RECORDS FOR THE EXERCISE:
-- start --

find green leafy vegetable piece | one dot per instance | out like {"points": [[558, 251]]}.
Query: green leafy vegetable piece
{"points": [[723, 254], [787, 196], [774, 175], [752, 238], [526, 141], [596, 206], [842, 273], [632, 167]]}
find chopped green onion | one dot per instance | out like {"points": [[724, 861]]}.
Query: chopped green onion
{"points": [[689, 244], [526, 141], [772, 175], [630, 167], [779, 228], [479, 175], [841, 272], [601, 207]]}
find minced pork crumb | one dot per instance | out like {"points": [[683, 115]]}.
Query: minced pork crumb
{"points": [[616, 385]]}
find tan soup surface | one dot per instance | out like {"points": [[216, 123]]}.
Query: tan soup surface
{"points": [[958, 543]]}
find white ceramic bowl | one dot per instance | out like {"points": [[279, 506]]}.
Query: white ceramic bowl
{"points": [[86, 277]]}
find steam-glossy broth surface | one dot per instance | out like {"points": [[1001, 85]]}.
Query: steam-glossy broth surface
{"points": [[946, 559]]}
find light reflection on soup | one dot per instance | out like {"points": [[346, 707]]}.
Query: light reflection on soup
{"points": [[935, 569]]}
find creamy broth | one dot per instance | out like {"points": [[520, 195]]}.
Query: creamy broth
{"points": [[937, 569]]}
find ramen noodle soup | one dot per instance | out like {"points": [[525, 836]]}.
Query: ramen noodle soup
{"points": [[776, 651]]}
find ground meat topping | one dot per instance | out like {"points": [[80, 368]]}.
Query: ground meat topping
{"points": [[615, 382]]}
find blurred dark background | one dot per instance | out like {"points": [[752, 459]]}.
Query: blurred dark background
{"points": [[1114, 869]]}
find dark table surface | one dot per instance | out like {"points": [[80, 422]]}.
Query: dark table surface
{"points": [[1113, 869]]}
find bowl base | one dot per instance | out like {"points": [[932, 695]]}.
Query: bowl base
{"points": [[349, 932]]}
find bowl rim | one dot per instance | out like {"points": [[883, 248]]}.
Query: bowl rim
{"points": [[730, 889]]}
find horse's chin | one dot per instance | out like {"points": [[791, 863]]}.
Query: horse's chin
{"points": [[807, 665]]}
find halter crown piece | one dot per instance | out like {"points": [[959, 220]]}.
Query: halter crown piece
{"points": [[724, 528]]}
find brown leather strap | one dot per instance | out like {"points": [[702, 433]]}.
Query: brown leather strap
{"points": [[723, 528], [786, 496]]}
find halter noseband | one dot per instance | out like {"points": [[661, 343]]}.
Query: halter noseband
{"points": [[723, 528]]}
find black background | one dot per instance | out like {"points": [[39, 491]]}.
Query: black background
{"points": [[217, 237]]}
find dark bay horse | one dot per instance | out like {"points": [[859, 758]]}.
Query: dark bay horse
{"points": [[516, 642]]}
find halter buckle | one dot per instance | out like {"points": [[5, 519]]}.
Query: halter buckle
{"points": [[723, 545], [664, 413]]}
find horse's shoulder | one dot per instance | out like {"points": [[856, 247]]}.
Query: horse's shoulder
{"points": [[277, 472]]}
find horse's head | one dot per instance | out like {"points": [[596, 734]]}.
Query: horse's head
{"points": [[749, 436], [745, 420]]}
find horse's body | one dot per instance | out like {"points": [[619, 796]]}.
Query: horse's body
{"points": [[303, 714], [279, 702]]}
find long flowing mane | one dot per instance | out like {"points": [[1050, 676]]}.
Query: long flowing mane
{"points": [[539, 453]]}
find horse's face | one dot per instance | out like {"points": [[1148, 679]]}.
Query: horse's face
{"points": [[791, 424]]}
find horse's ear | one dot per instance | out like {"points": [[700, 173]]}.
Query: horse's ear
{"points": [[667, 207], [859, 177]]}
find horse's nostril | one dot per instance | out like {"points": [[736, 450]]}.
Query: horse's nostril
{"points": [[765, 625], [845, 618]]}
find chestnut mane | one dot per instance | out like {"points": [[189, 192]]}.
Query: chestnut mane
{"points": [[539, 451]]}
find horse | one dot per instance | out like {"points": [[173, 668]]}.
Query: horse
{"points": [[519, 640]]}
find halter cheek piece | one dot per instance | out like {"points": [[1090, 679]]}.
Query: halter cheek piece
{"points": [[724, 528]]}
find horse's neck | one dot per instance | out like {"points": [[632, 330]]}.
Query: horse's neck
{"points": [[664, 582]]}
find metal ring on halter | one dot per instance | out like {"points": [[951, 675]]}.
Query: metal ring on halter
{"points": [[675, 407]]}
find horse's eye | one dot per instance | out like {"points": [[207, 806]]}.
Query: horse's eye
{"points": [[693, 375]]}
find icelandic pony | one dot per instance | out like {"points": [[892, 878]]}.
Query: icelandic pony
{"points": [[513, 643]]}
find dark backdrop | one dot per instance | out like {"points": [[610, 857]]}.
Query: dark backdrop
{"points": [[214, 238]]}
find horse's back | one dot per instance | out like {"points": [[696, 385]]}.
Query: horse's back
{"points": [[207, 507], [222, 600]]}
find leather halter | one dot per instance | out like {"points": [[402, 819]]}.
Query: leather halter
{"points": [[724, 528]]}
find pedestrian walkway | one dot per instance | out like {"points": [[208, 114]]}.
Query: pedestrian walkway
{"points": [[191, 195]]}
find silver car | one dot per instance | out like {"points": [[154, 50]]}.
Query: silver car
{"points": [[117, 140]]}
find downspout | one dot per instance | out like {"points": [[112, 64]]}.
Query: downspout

-- end --

JOB: Rewrite the data above as a numbered list with one entry per line, leaving out blank lines.

FULL OUTPUT:
1. find green leafy vegetable piece | one dot per instance | out like {"points": [[558, 251]]}.
2. Query: green leafy vegetable piece
3. {"points": [[723, 254], [787, 196], [774, 175], [752, 238], [526, 141], [596, 206], [842, 273], [632, 167]]}
4. find chopped green onion | one dot per instance | out like {"points": [[724, 861]]}.
5. Query: chopped green onion
6. {"points": [[689, 244], [526, 141], [772, 175], [630, 167], [779, 228], [479, 175], [841, 272], [601, 207]]}
7. find minced pork crumb | one dot per instance | out like {"points": [[683, 115]]}.
8. Query: minced pork crumb
9. {"points": [[616, 385]]}
10. find tan soup surface | one dot per instance | out like {"points": [[216, 123]]}.
11. Query: tan soup surface
12. {"points": [[958, 543]]}
13. find white ceramic bowl | one dot per instance | out like {"points": [[279, 506]]}.
14. Query: white ceramic bowl
15. {"points": [[86, 277]]}
16. find steam-glossy broth surface | one dot per instance | out like {"points": [[1001, 85]]}.
17. Query: steam-glossy broth surface
18. {"points": [[946, 559]]}
19. find light reflection on soup | one dot per instance | out like {"points": [[346, 707]]}.
20. Query: light reflection on soup
21. {"points": [[935, 569]]}
22. find creamy broth | one dot per instance | out like {"points": [[520, 195]]}.
23. Query: creamy broth
24. {"points": [[937, 569]]}
25. find ramen noodle soup | one dot per instance | out like {"points": [[525, 836]]}.
26. Query: ramen noodle soup
27. {"points": [[776, 651]]}
28. find ground meat topping | one dot per instance | out like {"points": [[80, 368]]}.
29. Query: ground meat topping
30. {"points": [[615, 382]]}
31. find blurred dark background | one dot per instance | out like {"points": [[752, 459]]}.
32. Query: blurred dark background
33. {"points": [[1114, 869]]}
34. find dark table surface | one dot per instance | out like {"points": [[80, 422]]}.
35. Query: dark table surface
36. {"points": [[1113, 869]]}
37. find bowl base | one dot per instance | out like {"points": [[932, 695]]}.
38. Query: bowl base
39. {"points": [[349, 932]]}
40. find bowl rim | one dot per instance | out like {"points": [[883, 248]]}.
41. Query: bowl rim
42. {"points": [[730, 889]]}
43. find horse's chin | one dot per instance | out like {"points": [[791, 863]]}.
44. Query: horse's chin
45. {"points": [[807, 665]]}
46. find halter crown piece | one dot per instance | out like {"points": [[959, 220]]}.
47. Query: halter crown piece
48. {"points": [[724, 528]]}
49. find brown leather strap | one dot per instance | out like {"points": [[702, 433]]}.
50. Query: brown leather strap
51. {"points": [[723, 528], [786, 496]]}
52. find halter noseband | one dot per instance | out like {"points": [[661, 343]]}.
53. Query: halter noseband
54. {"points": [[723, 528]]}
55. find black background | one dot per instance | out like {"points": [[39, 491]]}.
56. Query: black background
57. {"points": [[217, 237]]}
58. find dark bay horse | one dot per instance | out like {"points": [[859, 758]]}.
59. Query: dark bay horse
60. {"points": [[516, 642]]}
61. find halter buckle | one dot per instance | out like {"points": [[5, 519]]}.
62. Query: halter buckle
63. {"points": [[723, 545], [664, 413]]}
64. find horse's shoulder | one dot per instance | out like {"points": [[856, 247]]}.
65. Query: horse's shoulder
66. {"points": [[277, 472]]}
67. find horse's head | one dot per instance | out like {"points": [[596, 734]]}.
68. Query: horse's head
69. {"points": [[749, 436], [745, 420]]}
70. find horse's body | one dot per instance | out like {"points": [[619, 796]]}.
71. Query: horse's body
72. {"points": [[303, 714], [279, 702]]}
73. find long flowing mane | one dot per instance | out like {"points": [[1050, 676]]}.
74. Query: long flowing mane
75. {"points": [[539, 453]]}
76. find horse's face | one dot per instance | out like {"points": [[1148, 679]]}.
77. Query: horse's face
78. {"points": [[791, 424]]}
79. find horse's ear | one dot per instance | out like {"points": [[700, 173]]}.
80. Query: horse's ear
81. {"points": [[667, 207], [859, 177]]}
82. find horse's nostril | one dot per instance | out like {"points": [[736, 450]]}.
83. Query: horse's nostril
84. {"points": [[765, 625], [845, 618]]}
85. find chestnut mane | one dot per instance | out like {"points": [[189, 192]]}.
86. Query: chestnut mane
87. {"points": [[539, 451]]}
88. find horse | one dot per instance | out like {"points": [[173, 668]]}.
89. Query: horse
90. {"points": [[519, 640]]}
91. find halter cheek piece | one dot per instance | out like {"points": [[1090, 679]]}.
92. Query: halter cheek piece
93. {"points": [[724, 528]]}
94. find horse's neck | one dot per instance | out like {"points": [[632, 330]]}.
95. Query: horse's neck
96. {"points": [[664, 582]]}
97. find metal ring on halter | one dot per instance | out like {"points": [[951, 675]]}.
98. Query: metal ring on halter
99. {"points": [[675, 407]]}
100. find horse's eye | one dot per instance | out like {"points": [[207, 806]]}.
101. Query: horse's eye
102. {"points": [[693, 375]]}
103. find icelandic pony | one dot per instance | out like {"points": [[892, 878]]}.
104. Query: icelandic pony
105. {"points": [[513, 643]]}
106. find dark backdrop | one dot per instance | out like {"points": [[610, 857]]}.
107. Query: dark backdrop
108. {"points": [[214, 238]]}
109. find horse's back | one dot per instance | out like {"points": [[696, 385]]}.
110. Query: horse's back
111. {"points": [[207, 507], [222, 600]]}
112. find leather halter | one dot per instance | out like {"points": [[402, 819]]}.
113. Query: leather halter
114. {"points": [[724, 528]]}
115. find pedestrian walkway | one dot per instance | out like {"points": [[208, 114]]}.
116. Query: pedestrian walkway
117. {"points": [[191, 195]]}
118. find silver car | one dot per instance | out like {"points": [[154, 50]]}.
119. Query: silver car
120. {"points": [[117, 140]]}
121. find downspout | one dot per instance | out like {"points": [[112, 64]]}.
122. Query: downspout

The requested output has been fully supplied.